### [WHAT YOU ARE ASKED TO DO]
Make an exact copy of the entries below with the pictures removed.

━━━ RECORD EXCERPTS ━━━

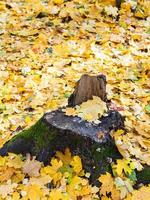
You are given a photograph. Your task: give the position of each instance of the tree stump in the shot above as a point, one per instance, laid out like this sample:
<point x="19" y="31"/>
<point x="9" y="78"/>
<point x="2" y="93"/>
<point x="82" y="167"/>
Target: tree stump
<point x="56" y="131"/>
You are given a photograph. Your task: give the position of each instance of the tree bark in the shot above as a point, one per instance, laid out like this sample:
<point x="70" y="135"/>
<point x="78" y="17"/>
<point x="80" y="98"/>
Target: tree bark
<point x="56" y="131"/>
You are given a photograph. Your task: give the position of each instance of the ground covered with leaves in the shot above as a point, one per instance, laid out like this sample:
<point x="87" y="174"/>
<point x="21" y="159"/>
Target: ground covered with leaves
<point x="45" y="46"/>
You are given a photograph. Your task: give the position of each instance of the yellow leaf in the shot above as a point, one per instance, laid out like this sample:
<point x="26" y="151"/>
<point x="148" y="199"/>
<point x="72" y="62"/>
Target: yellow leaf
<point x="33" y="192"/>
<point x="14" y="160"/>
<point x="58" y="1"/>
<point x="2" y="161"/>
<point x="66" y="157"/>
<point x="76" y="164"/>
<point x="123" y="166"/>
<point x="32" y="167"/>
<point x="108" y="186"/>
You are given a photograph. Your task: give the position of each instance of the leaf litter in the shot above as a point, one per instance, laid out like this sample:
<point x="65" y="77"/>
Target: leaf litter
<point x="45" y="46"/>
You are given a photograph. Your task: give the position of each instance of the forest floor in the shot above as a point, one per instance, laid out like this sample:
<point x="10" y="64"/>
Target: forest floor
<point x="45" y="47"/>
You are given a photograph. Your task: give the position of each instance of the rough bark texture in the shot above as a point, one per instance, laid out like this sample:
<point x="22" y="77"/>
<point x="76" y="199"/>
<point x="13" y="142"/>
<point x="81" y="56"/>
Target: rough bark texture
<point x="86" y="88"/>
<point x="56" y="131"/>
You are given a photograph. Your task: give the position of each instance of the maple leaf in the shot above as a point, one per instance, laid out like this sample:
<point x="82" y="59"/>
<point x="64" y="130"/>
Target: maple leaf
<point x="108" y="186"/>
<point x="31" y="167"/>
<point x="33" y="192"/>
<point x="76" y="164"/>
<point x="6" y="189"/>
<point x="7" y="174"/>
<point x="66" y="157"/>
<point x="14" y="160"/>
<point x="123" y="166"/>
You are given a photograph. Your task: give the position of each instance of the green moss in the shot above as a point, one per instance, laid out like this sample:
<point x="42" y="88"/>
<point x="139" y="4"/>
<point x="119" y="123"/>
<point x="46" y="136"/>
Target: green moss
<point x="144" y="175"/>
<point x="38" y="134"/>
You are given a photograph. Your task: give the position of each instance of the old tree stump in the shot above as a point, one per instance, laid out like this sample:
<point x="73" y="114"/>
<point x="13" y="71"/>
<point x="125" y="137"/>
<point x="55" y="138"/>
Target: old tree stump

━━━

### [OUTPUT OF THE EXERCISE]
You are given a photograph. Your task: give the position of each instance of the tree stump in the shot above as a point, one per instance, laid out like this sample:
<point x="19" y="31"/>
<point x="9" y="78"/>
<point x="2" y="93"/>
<point x="82" y="167"/>
Target: tree stump
<point x="56" y="131"/>
You are given a photograph. Your task: give the position of each instance of the tree bark in the shot above as a point, one per instance, laid out like this sample:
<point x="70" y="135"/>
<point x="78" y="17"/>
<point x="80" y="98"/>
Target: tree bark
<point x="56" y="131"/>
You are given a photograph. Your task: give the position of each instance of the ground covered with leaves in the shot above as a point, one per instance, laid out like this sample:
<point x="87" y="174"/>
<point x="21" y="159"/>
Target: ground covered with leaves
<point x="45" y="46"/>
You are given a photograph. Your task: give the position of each instance of the yellow leaf in the shot above as a point, one per instance, laid out like this sample:
<point x="26" y="151"/>
<point x="148" y="199"/>
<point x="72" y="62"/>
Target: yellow leaf
<point x="33" y="192"/>
<point x="14" y="160"/>
<point x="58" y="1"/>
<point x="2" y="161"/>
<point x="66" y="157"/>
<point x="76" y="164"/>
<point x="123" y="166"/>
<point x="32" y="167"/>
<point x="108" y="186"/>
You are given a photograph. Your task: give the position of each instance of the leaf litter in the shot above as a point, one per instance, laid out like this sample:
<point x="65" y="77"/>
Target: leaf litter
<point x="45" y="46"/>
You are given a photograph. Your task: give the position of each instance of the forest floor in the shot above as a point, one per instance, laid out like this sample:
<point x="10" y="64"/>
Target: forest floor
<point x="45" y="47"/>
You are given a photograph. Your task: give the position of each instance of the rough bark texture in the shot above as a point, one per instance, laid out like this sample:
<point x="22" y="77"/>
<point x="76" y="199"/>
<point x="13" y="142"/>
<point x="81" y="56"/>
Target: rough bark texture
<point x="86" y="88"/>
<point x="56" y="131"/>
You are given a photograph. Your task: give the position of each instance of the maple leaf in the shot above as a point, one per instance, laid out like this sample:
<point x="82" y="59"/>
<point x="64" y="130"/>
Target: maple leaf
<point x="108" y="186"/>
<point x="31" y="167"/>
<point x="33" y="192"/>
<point x="76" y="164"/>
<point x="6" y="189"/>
<point x="7" y="174"/>
<point x="66" y="157"/>
<point x="14" y="160"/>
<point x="123" y="166"/>
You are given a photograph. Your task: give the position of each instance of the green moss in the shot above as a point, one per instance, laid out like this sample:
<point x="42" y="88"/>
<point x="139" y="4"/>
<point x="119" y="123"/>
<point x="46" y="136"/>
Target: green moss
<point x="144" y="175"/>
<point x="38" y="134"/>
You are given a photograph. Your task: give the position of each instance of the old tree stump in the shot above as a point, one per instance, laid out like this sample:
<point x="73" y="114"/>
<point x="13" y="71"/>
<point x="125" y="137"/>
<point x="55" y="138"/>
Target: old tree stump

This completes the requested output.